--- start ---

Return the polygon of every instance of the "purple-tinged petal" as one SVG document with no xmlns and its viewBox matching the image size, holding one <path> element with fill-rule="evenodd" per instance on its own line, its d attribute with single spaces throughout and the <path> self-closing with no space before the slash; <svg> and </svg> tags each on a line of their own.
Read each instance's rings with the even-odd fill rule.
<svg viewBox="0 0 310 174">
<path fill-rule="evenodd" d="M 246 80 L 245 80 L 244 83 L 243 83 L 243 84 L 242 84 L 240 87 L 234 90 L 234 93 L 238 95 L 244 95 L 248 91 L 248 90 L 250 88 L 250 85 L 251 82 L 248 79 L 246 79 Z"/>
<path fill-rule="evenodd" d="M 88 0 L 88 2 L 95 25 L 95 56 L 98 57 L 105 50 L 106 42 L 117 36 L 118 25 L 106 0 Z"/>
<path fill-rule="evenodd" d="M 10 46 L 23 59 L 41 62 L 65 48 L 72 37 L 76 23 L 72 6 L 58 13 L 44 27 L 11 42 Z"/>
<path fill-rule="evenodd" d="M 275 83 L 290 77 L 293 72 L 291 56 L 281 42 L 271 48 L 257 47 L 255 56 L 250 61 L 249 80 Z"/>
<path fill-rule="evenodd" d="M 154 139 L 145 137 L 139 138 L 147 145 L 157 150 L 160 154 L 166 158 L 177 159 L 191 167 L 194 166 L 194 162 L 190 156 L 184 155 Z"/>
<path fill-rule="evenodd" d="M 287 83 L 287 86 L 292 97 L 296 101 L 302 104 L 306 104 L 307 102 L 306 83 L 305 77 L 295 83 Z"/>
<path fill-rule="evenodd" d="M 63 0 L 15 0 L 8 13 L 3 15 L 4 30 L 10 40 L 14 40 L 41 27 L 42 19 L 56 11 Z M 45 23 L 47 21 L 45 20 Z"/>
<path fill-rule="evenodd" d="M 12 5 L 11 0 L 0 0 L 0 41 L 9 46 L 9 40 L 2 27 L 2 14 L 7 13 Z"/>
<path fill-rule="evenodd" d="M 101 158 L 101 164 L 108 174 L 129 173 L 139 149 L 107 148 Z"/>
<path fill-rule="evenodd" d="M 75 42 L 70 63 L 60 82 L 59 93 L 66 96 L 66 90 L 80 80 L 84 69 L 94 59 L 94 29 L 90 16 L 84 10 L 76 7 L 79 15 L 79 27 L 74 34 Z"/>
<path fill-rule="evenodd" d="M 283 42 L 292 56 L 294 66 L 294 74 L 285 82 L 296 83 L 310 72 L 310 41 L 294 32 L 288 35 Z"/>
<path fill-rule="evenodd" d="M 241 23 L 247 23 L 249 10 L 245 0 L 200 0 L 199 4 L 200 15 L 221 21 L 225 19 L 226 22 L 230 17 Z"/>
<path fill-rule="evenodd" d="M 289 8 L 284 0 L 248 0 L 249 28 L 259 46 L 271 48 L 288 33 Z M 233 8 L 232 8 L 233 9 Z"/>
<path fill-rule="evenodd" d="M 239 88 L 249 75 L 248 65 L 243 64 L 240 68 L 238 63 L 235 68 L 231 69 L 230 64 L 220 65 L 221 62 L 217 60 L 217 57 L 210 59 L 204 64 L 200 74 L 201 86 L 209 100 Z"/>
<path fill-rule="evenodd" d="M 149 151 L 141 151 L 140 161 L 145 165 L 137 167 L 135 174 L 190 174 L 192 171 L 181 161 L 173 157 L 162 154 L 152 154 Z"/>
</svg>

--- end ---

• _Directive_
Print the whole listing above again, reproducing every line unchanged.

• _Exercise response_
Return the polygon of every instance of the "purple-tinged petal" as one SVG document with no xmlns and its viewBox matching the image size, holding one <path> element with fill-rule="evenodd" per instance on its own line, its d attribute with single spaces throughout and the <path> self-closing with no space before the slash; <svg> and </svg> tags each on a line of their own.
Read each instance's rings with the even-odd fill rule.
<svg viewBox="0 0 310 174">
<path fill-rule="evenodd" d="M 246 80 L 245 80 L 244 83 L 243 83 L 243 84 L 242 84 L 240 87 L 234 90 L 234 93 L 238 95 L 244 95 L 248 91 L 248 90 L 250 88 L 250 85 L 251 82 L 248 79 L 246 79 Z"/>
<path fill-rule="evenodd" d="M 88 0 L 88 2 L 95 25 L 95 56 L 98 57 L 105 50 L 106 42 L 117 36 L 118 25 L 106 0 Z"/>
<path fill-rule="evenodd" d="M 10 46 L 23 59 L 41 62 L 65 48 L 72 37 L 76 23 L 72 6 L 58 13 L 44 27 L 11 42 Z"/>
<path fill-rule="evenodd" d="M 275 83 L 290 77 L 293 72 L 291 56 L 281 42 L 271 48 L 257 47 L 255 56 L 250 61 L 249 80 Z"/>
<path fill-rule="evenodd" d="M 154 139 L 145 137 L 139 138 L 147 145 L 157 150 L 160 154 L 166 158 L 177 159 L 191 167 L 194 166 L 194 162 L 190 156 L 184 155 Z"/>
<path fill-rule="evenodd" d="M 287 83 L 287 86 L 292 97 L 296 101 L 302 104 L 306 104 L 307 102 L 306 83 L 305 77 L 295 83 Z"/>
<path fill-rule="evenodd" d="M 63 0 L 15 0 L 8 13 L 3 15 L 4 30 L 10 40 L 14 40 L 41 27 L 42 19 L 56 11 Z M 45 23 L 47 21 L 45 20 Z"/>
<path fill-rule="evenodd" d="M 12 5 L 11 0 L 0 0 L 0 41 L 9 46 L 9 40 L 2 27 L 2 14 L 7 13 Z"/>
<path fill-rule="evenodd" d="M 101 158 L 101 164 L 108 174 L 129 173 L 139 149 L 107 148 Z"/>
<path fill-rule="evenodd" d="M 75 42 L 70 63 L 60 82 L 59 93 L 66 96 L 66 90 L 80 80 L 84 69 L 94 59 L 94 29 L 90 16 L 84 10 L 76 7 L 79 15 L 79 27 L 74 34 Z"/>
<path fill-rule="evenodd" d="M 283 42 L 292 56 L 294 66 L 294 74 L 285 82 L 296 83 L 310 72 L 310 41 L 294 32 L 288 35 Z"/>
<path fill-rule="evenodd" d="M 241 23 L 247 23 L 249 10 L 245 0 L 200 0 L 199 4 L 200 15 L 221 21 L 225 19 L 226 22 L 230 17 Z"/>
<path fill-rule="evenodd" d="M 289 8 L 284 0 L 248 0 L 249 28 L 259 46 L 271 48 L 288 33 Z M 233 8 L 232 8 L 233 9 Z"/>
<path fill-rule="evenodd" d="M 239 88 L 249 75 L 248 65 L 243 64 L 240 68 L 238 63 L 235 68 L 231 69 L 230 64 L 220 65 L 221 62 L 217 60 L 217 57 L 210 59 L 204 64 L 200 74 L 201 86 L 209 100 Z"/>
<path fill-rule="evenodd" d="M 149 151 L 141 151 L 140 161 L 145 165 L 137 167 L 135 174 L 190 174 L 192 171 L 181 161 L 173 157 L 162 154 L 152 154 Z"/>
</svg>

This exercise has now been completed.